» **ENTRIES PROVIDED**:
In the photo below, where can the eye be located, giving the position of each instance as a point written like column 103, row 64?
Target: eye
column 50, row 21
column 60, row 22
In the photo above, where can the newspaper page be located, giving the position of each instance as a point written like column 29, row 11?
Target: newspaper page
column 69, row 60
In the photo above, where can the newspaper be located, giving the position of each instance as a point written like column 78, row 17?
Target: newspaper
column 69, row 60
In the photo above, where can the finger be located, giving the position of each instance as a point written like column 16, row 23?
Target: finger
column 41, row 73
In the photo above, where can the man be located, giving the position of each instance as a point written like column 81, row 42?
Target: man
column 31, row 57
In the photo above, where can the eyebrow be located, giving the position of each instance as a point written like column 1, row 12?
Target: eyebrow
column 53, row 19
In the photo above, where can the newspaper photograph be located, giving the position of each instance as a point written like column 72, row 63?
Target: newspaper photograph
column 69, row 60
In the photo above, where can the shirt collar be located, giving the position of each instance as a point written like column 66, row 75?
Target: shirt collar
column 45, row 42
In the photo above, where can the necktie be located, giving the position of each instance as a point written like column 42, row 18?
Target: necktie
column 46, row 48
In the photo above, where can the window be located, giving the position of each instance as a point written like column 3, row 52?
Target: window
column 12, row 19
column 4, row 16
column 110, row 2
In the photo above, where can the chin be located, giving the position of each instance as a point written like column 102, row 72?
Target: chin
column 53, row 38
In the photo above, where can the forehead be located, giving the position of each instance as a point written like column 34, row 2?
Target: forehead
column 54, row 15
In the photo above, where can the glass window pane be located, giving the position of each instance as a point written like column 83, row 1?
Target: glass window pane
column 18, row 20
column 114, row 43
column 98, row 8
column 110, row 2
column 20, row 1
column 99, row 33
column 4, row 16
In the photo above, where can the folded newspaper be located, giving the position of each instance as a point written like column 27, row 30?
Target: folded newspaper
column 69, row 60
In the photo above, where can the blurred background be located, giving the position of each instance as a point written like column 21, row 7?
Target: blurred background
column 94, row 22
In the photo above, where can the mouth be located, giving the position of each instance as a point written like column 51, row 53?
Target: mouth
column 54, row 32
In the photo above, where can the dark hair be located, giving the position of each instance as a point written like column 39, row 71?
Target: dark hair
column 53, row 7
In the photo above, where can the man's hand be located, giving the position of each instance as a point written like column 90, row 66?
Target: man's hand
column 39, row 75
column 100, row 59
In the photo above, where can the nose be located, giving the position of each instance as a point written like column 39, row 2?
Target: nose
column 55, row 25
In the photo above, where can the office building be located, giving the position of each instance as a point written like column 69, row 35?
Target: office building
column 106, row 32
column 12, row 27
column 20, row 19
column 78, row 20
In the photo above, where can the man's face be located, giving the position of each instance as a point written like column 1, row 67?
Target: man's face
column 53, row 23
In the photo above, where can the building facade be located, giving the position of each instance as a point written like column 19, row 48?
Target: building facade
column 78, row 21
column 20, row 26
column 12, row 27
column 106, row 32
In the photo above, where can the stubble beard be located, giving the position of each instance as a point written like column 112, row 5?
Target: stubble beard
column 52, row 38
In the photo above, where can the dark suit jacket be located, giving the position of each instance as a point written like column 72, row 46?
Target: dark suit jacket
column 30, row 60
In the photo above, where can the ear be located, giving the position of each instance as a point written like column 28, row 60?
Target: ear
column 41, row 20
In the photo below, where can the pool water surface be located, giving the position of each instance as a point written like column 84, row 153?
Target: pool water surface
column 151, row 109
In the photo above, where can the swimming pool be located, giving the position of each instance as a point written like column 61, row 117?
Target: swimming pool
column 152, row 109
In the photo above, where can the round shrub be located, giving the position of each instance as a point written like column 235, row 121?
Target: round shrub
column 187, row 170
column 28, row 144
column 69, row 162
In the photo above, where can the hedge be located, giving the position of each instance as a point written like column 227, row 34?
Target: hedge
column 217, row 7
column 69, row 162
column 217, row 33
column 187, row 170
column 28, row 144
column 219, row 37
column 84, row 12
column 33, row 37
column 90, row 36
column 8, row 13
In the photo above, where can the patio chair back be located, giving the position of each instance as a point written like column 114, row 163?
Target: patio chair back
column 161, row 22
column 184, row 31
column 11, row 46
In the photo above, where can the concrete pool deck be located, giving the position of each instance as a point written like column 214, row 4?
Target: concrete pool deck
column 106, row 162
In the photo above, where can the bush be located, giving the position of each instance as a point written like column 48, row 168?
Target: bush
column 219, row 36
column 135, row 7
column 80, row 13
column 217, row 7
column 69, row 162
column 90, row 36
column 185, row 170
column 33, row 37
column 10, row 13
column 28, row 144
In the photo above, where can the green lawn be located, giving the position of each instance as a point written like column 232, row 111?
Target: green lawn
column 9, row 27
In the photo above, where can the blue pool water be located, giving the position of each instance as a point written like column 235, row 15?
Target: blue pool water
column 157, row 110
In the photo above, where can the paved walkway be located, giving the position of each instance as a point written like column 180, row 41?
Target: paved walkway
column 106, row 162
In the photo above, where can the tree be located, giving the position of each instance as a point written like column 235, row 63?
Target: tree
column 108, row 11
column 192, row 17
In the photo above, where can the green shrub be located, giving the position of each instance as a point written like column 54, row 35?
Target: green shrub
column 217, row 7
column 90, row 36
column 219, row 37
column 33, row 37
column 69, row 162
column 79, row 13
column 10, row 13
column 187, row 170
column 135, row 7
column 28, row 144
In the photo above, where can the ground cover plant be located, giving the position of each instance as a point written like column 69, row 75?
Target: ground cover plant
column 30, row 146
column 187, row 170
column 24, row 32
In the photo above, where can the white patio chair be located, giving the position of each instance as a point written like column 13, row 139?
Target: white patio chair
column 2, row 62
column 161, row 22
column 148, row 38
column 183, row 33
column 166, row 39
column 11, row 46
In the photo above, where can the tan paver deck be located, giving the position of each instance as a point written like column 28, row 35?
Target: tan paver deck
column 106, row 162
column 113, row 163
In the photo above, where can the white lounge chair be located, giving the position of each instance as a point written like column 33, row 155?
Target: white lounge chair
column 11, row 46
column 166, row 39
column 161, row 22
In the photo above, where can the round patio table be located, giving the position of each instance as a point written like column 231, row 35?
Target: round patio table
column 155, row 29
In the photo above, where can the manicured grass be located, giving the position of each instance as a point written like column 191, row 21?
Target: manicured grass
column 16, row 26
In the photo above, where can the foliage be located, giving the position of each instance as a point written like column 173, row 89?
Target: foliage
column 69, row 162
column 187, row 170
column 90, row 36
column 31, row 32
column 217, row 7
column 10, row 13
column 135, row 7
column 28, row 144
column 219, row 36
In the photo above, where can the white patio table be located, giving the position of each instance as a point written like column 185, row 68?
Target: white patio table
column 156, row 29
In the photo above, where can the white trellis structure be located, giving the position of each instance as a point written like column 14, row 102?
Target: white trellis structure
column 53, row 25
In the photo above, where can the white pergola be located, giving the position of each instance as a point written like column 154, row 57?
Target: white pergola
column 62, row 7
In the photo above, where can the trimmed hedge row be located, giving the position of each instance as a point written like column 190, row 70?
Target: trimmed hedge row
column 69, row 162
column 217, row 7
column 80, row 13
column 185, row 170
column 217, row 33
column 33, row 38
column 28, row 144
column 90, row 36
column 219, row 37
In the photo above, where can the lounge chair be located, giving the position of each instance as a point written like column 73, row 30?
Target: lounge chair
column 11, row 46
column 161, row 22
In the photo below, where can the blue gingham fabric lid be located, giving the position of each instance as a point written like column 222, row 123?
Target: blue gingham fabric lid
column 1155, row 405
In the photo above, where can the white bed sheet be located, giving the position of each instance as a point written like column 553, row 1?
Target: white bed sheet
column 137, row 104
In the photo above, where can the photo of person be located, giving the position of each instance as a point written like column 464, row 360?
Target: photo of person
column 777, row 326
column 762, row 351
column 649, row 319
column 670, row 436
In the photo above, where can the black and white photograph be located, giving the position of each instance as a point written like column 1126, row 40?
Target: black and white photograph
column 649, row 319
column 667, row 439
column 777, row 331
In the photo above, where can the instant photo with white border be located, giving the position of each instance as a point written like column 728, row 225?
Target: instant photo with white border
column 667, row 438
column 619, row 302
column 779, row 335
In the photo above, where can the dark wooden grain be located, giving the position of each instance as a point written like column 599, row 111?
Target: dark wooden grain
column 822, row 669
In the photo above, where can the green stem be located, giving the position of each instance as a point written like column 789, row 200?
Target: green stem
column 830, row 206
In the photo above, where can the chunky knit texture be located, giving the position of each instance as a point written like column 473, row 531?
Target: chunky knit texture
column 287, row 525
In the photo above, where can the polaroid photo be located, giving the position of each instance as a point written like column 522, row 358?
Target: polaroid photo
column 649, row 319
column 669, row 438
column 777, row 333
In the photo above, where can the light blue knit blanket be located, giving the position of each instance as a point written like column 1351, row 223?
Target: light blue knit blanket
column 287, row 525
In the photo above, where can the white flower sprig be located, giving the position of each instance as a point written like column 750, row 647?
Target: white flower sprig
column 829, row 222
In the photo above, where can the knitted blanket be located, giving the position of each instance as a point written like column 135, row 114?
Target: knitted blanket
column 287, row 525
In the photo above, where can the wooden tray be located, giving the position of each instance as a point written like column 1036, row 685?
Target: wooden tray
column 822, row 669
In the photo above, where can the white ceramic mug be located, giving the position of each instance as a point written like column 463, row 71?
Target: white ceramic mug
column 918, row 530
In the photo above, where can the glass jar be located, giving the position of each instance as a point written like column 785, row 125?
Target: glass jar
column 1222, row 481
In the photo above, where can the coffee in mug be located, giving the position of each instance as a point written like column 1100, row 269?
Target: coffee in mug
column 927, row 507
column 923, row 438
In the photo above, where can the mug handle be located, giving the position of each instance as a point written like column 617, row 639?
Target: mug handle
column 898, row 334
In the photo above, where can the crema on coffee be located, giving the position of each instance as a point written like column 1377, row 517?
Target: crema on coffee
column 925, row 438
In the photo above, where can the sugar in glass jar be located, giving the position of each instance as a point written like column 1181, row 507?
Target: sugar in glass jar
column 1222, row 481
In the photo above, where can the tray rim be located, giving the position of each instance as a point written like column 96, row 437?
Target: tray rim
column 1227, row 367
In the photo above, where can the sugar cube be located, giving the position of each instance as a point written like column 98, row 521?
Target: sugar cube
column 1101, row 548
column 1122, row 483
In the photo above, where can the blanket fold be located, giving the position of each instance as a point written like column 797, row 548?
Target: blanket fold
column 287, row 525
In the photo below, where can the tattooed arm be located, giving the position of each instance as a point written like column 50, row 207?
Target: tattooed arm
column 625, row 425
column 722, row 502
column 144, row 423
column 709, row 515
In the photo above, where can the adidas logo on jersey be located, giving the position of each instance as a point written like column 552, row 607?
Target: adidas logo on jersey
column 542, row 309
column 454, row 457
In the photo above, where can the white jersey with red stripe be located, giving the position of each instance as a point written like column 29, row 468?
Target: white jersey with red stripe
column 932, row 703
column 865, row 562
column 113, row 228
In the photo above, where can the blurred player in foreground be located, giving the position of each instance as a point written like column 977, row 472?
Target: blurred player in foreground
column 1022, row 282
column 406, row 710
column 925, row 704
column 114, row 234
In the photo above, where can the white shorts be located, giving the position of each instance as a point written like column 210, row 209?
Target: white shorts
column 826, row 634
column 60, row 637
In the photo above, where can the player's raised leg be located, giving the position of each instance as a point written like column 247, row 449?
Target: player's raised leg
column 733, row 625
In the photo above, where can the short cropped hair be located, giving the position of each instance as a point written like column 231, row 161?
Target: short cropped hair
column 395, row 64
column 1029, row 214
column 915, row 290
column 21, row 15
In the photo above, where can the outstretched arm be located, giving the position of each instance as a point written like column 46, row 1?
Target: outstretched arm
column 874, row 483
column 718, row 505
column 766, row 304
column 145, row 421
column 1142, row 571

» **TASK GOAL**: Above this task is a listing. Restate, word for word and with nothing added, the lines from the one with "In the photo above, where can the newspaper photograph" through the one with "In the photo above, where can the folded".

» **RESPONSE TO THIS EXERCISE**:
In the photo above, where can the newspaper photograph be located, giving the position of each instance as a point written like column 72, row 63?
Target: newspaper photograph
column 69, row 60
In the photo above, where can the shirt collar be located, giving the position of each instance as a point written like column 66, row 75?
Target: shirt collar
column 45, row 42
In the photo above, where can the necktie be located, giving the position of each instance as a point written like column 42, row 18?
Target: necktie
column 46, row 48
In the photo above, where can the window be located, giving the position of each instance as a point written like column 3, row 52?
Target: window
column 12, row 19
column 4, row 16
column 110, row 2
In the photo above, where can the chin be located, giving the position of each instance as a point written like column 102, row 72?
Target: chin
column 53, row 38
In the photo above, where can the forehead be located, giving the position of each instance as a point written like column 34, row 2?
Target: forehead
column 54, row 15
In the photo above, where can the glass window pane be located, giving the position of each instance as a point written like column 83, row 1?
Target: glass window pane
column 18, row 20
column 114, row 43
column 98, row 8
column 110, row 2
column 20, row 1
column 99, row 33
column 4, row 16
In the photo above, where can the folded newspaper be located, giving the position of each instance as a point written like column 27, row 30?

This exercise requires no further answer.